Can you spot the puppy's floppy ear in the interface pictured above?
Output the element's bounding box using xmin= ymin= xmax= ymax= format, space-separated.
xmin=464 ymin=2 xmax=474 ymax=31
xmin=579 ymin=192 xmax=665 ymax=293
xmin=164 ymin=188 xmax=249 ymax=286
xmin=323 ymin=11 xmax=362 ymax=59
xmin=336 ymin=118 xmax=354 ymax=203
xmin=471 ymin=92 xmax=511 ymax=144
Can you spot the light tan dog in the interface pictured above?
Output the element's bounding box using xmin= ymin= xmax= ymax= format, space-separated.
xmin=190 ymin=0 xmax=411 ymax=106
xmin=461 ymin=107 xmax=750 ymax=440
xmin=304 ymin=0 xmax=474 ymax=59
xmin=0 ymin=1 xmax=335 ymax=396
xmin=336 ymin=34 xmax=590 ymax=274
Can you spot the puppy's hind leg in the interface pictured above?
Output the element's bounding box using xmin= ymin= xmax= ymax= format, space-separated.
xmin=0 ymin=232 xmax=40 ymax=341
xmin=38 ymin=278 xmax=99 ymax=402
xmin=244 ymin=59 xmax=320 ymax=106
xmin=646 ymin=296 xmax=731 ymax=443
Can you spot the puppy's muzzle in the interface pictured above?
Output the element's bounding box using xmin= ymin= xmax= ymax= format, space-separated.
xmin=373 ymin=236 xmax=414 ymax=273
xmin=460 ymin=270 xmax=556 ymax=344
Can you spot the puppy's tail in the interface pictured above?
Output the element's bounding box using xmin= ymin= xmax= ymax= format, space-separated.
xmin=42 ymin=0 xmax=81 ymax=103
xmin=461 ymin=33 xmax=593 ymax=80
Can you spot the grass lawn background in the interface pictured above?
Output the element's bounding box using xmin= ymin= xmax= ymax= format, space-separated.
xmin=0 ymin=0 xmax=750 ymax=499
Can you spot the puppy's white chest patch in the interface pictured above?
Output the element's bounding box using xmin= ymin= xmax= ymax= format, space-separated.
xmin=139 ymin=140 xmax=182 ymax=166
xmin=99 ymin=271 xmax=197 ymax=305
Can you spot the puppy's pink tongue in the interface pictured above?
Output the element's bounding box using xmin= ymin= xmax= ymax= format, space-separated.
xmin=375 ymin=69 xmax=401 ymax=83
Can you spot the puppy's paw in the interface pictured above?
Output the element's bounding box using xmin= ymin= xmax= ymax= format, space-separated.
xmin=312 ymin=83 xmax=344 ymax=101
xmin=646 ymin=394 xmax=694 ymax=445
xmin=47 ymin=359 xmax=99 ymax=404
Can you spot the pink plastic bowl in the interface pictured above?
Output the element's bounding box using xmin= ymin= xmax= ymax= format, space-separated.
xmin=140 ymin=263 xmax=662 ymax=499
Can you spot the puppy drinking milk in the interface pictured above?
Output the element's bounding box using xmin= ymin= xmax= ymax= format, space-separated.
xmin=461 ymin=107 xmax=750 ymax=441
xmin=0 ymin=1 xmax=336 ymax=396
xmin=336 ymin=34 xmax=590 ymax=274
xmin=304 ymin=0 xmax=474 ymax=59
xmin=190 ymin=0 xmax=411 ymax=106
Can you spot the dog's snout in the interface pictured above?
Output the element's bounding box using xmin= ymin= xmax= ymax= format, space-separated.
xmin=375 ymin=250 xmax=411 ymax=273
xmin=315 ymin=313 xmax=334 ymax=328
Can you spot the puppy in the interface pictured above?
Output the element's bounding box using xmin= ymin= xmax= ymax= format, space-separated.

:: Your objective ::
Can you lay out the listing above as a Markdown table with a "Row" column for the row number and a "Line" column for each line, leaving out blank lines?

:: Solution to this exercise ::
| Row | Line |
|---|---|
| 1 | Can you spot the puppy's floppy ear in the interface pictured above? |
| 2 | Output the element's bounding box using xmin= ymin= xmax= ymax= format, space-separated. |
| 3 | xmin=464 ymin=2 xmax=474 ymax=31 |
| 4 | xmin=579 ymin=192 xmax=665 ymax=293 |
| 5 | xmin=164 ymin=188 xmax=249 ymax=286 |
| 6 | xmin=323 ymin=11 xmax=362 ymax=59 |
| 7 | xmin=336 ymin=118 xmax=354 ymax=203 |
| 8 | xmin=471 ymin=92 xmax=511 ymax=144 |
| 9 | Can you spot the light tan dog in the interface pictured above? |
| 10 | Output the element's bounding box using xmin= ymin= xmax= ymax= format, space-separated. |
| 11 | xmin=190 ymin=0 xmax=411 ymax=106 |
| 12 | xmin=461 ymin=107 xmax=750 ymax=440 |
| 13 | xmin=304 ymin=0 xmax=474 ymax=59 |
| 14 | xmin=0 ymin=1 xmax=335 ymax=396 |
| 15 | xmin=336 ymin=34 xmax=590 ymax=274 |
| 16 | Can you spot the puppy's hind leg in the interface pictured above? |
| 17 | Output the element's bounding box using xmin= ymin= xmax= ymax= format, space-separated. |
| 18 | xmin=0 ymin=232 xmax=40 ymax=341 |
| 19 | xmin=38 ymin=278 xmax=99 ymax=402 |
| 20 | xmin=244 ymin=59 xmax=320 ymax=106 |
| 21 | xmin=646 ymin=296 xmax=731 ymax=443 |
| 22 | Can you spot the puppy's muzzle in the interface pictured above? |
| 23 | Output the element's bounding box using xmin= ymin= xmax= ymax= format, space-separated. |
| 24 | xmin=373 ymin=236 xmax=414 ymax=273 |
| 25 | xmin=460 ymin=270 xmax=556 ymax=344 |
| 26 | Can you spot the puppy's tail in the interface pictured above? |
| 27 | Output the element's bounding box using xmin= ymin= xmax= ymax= format, space-separated. |
| 28 | xmin=42 ymin=0 xmax=81 ymax=103 |
| 29 | xmin=461 ymin=33 xmax=593 ymax=80 |
| 30 | Can you spot the grass lawn background in the interface pictured above? |
| 31 | Output the element's bounding box using xmin= ymin= xmax= ymax= format, space-separated. |
| 32 | xmin=0 ymin=0 xmax=750 ymax=499 |
| 33 | Can you spot the puppy's white chest patch in the interface pictured above? |
| 34 | Output the element's bounding box using xmin= ymin= xmax= ymax= format, space-separated. |
| 35 | xmin=139 ymin=140 xmax=182 ymax=166 |
| 36 | xmin=99 ymin=271 xmax=197 ymax=305 |
| 37 | Can you spot the puppy's pink tongue in the interface pictured above? |
| 38 | Output the element's bounding box using xmin= ymin= xmax= ymax= format, space-separated. |
| 39 | xmin=375 ymin=69 xmax=401 ymax=83 |
| 40 | Can you spot the puppy's paw in the interface pictured above? |
| 41 | Output the element's bounding box using xmin= ymin= xmax= ymax= format, space-separated. |
| 42 | xmin=312 ymin=83 xmax=344 ymax=101 |
| 43 | xmin=646 ymin=394 xmax=694 ymax=445 |
| 44 | xmin=47 ymin=359 xmax=99 ymax=404 |
| 45 | Can you spot the pink plastic bowl in the interface pictured above? |
| 46 | Output the element's bounding box using xmin= ymin= xmax= ymax= format, space-separated. |
| 47 | xmin=140 ymin=263 xmax=662 ymax=499 |
| 48 | Can you spot the puppy drinking milk in the interface pictured above? |
| 49 | Output the element's bounding box using xmin= ymin= xmax= ymax= format, space-separated. |
| 50 | xmin=461 ymin=107 xmax=750 ymax=441 |
| 51 | xmin=0 ymin=1 xmax=336 ymax=396 |
| 52 | xmin=336 ymin=34 xmax=590 ymax=274 |
| 53 | xmin=304 ymin=0 xmax=474 ymax=59 |
| 54 | xmin=190 ymin=0 xmax=411 ymax=106 |
| 55 | Can you spot the dog's snout in the interface pictured above? |
| 56 | Output the element's bounding box using xmin= ymin= xmax= ymax= format, space-separated. |
| 57 | xmin=375 ymin=250 xmax=411 ymax=273 |
| 58 | xmin=315 ymin=313 xmax=334 ymax=328 |
| 59 | Can you spot the puppy in the interface pictured above? |
| 60 | Output the element's bounding box using xmin= ymin= xmax= ymax= format, space-separated. |